§ **Assigned task**:
Starting with the line that contains "Consider the photo above. Spot each instance of the truck", copy out each line through the end of the entries below, exactly as written, and nothing else.

§ **Input records**:
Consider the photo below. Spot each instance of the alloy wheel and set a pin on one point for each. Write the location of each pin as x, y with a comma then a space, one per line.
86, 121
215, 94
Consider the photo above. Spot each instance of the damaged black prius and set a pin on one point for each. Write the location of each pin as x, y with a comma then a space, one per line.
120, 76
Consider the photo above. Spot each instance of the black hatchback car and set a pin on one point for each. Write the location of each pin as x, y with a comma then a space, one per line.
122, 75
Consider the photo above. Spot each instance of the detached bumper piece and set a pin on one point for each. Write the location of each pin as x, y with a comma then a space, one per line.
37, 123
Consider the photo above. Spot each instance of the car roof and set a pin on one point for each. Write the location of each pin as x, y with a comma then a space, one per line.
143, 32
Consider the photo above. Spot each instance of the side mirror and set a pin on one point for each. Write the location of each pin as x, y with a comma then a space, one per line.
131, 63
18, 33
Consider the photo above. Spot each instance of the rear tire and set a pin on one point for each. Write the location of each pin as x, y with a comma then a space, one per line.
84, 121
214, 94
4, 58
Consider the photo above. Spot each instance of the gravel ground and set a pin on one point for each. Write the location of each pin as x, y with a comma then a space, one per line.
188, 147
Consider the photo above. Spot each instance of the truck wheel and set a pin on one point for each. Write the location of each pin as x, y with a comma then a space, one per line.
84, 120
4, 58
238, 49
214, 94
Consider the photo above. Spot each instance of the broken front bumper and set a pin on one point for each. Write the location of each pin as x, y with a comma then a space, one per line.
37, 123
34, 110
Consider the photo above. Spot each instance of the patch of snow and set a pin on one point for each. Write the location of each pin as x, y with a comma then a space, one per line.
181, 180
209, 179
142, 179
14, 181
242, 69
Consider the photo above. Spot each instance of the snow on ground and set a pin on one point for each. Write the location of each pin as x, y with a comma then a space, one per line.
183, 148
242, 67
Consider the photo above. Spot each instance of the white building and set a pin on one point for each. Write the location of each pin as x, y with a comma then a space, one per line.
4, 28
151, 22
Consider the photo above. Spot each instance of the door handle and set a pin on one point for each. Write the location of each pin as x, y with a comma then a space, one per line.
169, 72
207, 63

§ **Answer to this problem**:
Consider the photo above. Spot each instance of the truck wheel and set a pin on one point for each. Write the location of each pin as x, y with a comma then a space, one per line.
84, 120
4, 58
238, 49
214, 94
Consider the photo above. Spot each instance of the broken front bumper and set a pin on one point for each. Write the location of each pin as x, y with a comma then a space, one per line.
37, 123
34, 110
Consider the photo above. Spot each instance of the patch of snow and set a pin on one point for each. Write the location of each pin as x, y with a comma then a space, one per line.
181, 180
209, 179
142, 179
14, 181
242, 69
Consider the photo above. Spot each instance of the snow on ground and set a pin on one point for each. Write the location of each pin as x, y with a comma then a space, one per line.
183, 148
242, 67
Consider the photo above. Spot each instance of the white building and set a pin on one point for each. Write the location of each pin as x, y with a comma then a space, one per line.
4, 28
151, 22
Consider the photo above. Spot each instance of the door handle and set a pin on one point for each. Write the location of each pin as x, y with a comma then a space, one per line.
169, 72
207, 63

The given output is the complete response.